Gruppensex, Jodeln und scheußliche Haikus
René
Freund versöhnt in einer launigen Liebesgeschichte Stadt und Land
Fisch
an sich gilt nicht als Aphrodisiakum, im Gegenteil, der Gedanke an
ihn dient eher der Entschleunigung. Das Hinauszögern wiederum nützt
auch der literarischen Liebesbewältigung. So müssen die vier
Protagonisten von "Liebe unter Fischen" das übliche
Wirrwarr hinter sich bringen, bevor sie einander an der Angel und in
der Mangel haben. Ein Zusatznutzen der Fische: Sie lassen sich
metaphorisch anreichern. In diesem Sinn führt die Fischforscherin
Mara den auf Spezialsommerfrische weilenden Lyriker Alfred Firneis in
das verwunderliche Paarungsverhalten der Elritze ein. Der muntere
Phoxinus phoxinus
(was passend mit "spitz" zu übersetzen ist) kann nur im
Rudel; sind zu wenige Geschlechtspartner im Teich, kommt er nicht in
Stimmung. Dafür lässt er sich gut konditionieren. Firneis zieht
dabei eine Analogie zur digitalen Schwarmdemenz des Menschen, erkennt
aber nicht, dass er selbst gerade von seinem Love-Interest
behavioristisch konditioniert wird.

Aufgelistete Zeilen:
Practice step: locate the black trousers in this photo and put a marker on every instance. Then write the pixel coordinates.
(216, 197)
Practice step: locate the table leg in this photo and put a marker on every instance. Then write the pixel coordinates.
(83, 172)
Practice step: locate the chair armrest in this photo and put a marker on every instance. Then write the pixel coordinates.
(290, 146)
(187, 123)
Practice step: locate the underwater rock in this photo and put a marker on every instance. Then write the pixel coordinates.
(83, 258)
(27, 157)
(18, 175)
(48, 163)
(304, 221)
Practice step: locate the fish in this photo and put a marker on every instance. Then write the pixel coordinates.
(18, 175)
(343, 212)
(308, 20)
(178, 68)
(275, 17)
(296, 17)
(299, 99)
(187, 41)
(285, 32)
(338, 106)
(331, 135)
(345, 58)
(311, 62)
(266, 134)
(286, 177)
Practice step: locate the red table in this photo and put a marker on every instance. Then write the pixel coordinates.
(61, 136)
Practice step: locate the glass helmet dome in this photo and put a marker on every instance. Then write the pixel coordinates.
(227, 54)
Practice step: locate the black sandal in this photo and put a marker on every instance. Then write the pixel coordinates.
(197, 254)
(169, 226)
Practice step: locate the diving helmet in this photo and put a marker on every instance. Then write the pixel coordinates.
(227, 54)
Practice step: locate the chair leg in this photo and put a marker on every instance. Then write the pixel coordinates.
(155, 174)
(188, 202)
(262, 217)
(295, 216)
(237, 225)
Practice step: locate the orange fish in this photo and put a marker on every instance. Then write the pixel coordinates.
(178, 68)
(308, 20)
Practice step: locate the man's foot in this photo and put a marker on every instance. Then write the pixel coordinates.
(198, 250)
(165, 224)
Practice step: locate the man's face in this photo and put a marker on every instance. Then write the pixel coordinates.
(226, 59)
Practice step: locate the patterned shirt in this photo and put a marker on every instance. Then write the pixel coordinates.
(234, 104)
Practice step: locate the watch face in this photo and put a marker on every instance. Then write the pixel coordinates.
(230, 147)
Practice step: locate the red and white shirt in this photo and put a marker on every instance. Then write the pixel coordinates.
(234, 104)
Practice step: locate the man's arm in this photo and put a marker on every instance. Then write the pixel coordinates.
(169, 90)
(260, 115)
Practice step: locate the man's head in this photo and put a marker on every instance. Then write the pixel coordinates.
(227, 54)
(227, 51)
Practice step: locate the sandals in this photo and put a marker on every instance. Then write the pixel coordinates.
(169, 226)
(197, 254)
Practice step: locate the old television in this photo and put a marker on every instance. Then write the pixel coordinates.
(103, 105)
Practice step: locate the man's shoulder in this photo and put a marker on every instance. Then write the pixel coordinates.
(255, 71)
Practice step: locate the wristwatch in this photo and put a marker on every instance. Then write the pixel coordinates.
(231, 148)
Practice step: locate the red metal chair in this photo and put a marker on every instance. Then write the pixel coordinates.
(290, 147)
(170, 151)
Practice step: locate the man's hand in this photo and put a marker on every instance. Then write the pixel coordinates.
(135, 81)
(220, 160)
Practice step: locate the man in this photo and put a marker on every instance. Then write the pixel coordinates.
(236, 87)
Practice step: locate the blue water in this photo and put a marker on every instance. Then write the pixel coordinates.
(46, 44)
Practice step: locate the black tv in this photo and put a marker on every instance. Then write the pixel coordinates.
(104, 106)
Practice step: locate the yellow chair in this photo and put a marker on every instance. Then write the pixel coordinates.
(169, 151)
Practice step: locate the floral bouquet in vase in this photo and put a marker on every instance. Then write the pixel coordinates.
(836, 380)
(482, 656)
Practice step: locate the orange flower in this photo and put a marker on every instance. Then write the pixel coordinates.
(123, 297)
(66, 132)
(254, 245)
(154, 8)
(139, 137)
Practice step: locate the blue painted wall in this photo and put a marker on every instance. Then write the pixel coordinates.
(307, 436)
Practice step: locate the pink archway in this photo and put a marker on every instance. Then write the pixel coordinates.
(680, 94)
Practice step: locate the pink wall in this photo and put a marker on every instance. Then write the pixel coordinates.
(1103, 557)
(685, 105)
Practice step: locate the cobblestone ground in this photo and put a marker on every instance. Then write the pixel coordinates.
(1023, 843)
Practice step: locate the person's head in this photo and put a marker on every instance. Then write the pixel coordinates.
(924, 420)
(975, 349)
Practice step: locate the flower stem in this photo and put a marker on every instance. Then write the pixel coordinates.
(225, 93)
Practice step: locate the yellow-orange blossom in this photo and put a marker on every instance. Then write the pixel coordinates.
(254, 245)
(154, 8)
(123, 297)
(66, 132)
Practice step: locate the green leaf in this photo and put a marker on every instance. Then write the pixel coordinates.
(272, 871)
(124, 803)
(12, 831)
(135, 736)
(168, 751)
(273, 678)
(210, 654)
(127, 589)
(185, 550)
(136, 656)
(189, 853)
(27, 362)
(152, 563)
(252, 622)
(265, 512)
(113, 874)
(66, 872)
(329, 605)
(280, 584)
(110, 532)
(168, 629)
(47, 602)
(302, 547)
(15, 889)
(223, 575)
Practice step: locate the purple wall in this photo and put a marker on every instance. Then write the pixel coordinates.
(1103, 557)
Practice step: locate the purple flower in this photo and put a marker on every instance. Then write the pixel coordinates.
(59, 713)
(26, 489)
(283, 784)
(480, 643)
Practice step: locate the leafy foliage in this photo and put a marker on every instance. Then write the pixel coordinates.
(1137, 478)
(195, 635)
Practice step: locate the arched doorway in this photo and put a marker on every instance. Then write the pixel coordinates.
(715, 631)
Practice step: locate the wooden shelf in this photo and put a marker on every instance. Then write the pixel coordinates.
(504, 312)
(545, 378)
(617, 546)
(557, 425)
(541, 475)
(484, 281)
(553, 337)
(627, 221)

Zu lösende Aufgaben:
1. Welchen Beruf hat Mara laut dem vorliegenden Text?
2. Nenne bitte alle Personennamen, die im vorliegenden Text vorkommen.
Die Zeilen sind eigenständiges Material und gehören nicht zum vorliegenden Text.

Lösungen:
1. Mara ist Fischforscherin.

2. René Freund, Mara, Alfred Firneis